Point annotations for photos
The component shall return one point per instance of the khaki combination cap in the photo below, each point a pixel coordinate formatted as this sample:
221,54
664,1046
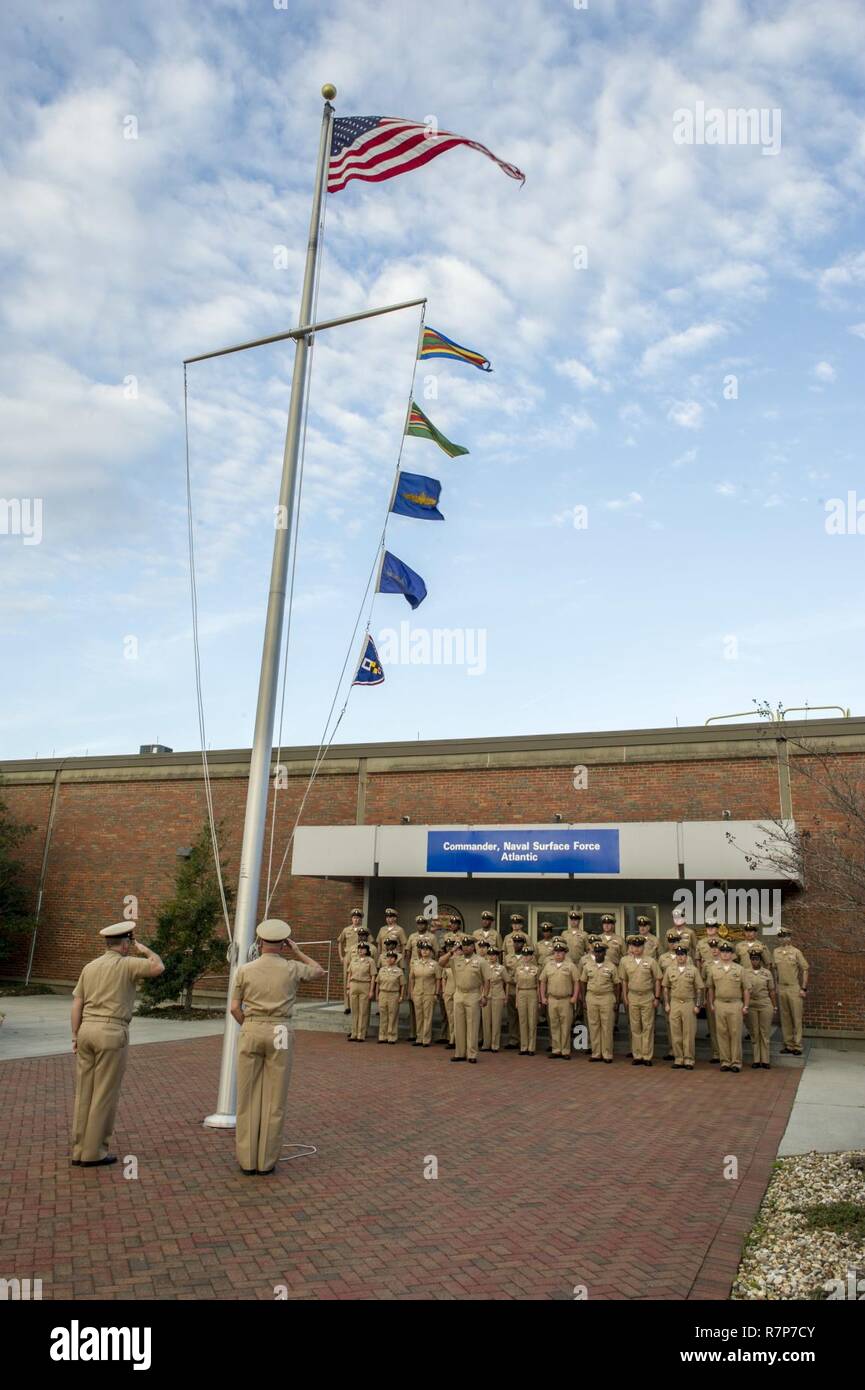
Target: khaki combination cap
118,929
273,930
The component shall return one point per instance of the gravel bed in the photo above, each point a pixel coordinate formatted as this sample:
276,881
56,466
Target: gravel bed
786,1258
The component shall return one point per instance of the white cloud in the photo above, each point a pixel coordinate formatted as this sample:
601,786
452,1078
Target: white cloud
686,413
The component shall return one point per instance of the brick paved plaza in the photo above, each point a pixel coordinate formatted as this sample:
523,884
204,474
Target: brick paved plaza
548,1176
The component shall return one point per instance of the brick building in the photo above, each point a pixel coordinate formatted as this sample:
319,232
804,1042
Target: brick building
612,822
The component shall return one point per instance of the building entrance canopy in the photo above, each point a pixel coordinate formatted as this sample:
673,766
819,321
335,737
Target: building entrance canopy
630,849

* [The problem]: Rewrite all the items above with "component" swapped for "tool" wherever it occurs, keeping every other word and number unchanged. Leave the pictures out of your version.

* [Final result]:
The tool shall return one point per instance of the khaki combination cap in the photo below, each point a pixel coordinate formatted as this sample:
221,54
664,1046
Target: khaki combination cap
118,929
273,930
The tool shall return one point per instance of the gravel bed in the photo above, each point a pixel coordinate formatted as this sample:
276,881
56,466
Target: gravel bed
786,1258
The tool shall return one point per instance of the white cloud in the photo above, each point a pixel coordinate formatted as this sample:
601,786
452,1078
Target: white cloud
686,413
The tool shall return one point per instance of the brick paved plaza in the photo above, each point a pixel coordinate formatted as this sample:
523,884
204,474
Target: brick paved plaza
548,1176
The tool shall return one point per instance of the brick building in the photo above, each point a pixel coordinate formatted as this sample:
319,232
804,1042
Target: brick building
612,822
The tool shall return one point per instance of the building entrance canopy in the photo above, each point a pixel coordinate formatted as this sample:
673,766
819,321
335,737
Target: building entrance canopy
630,849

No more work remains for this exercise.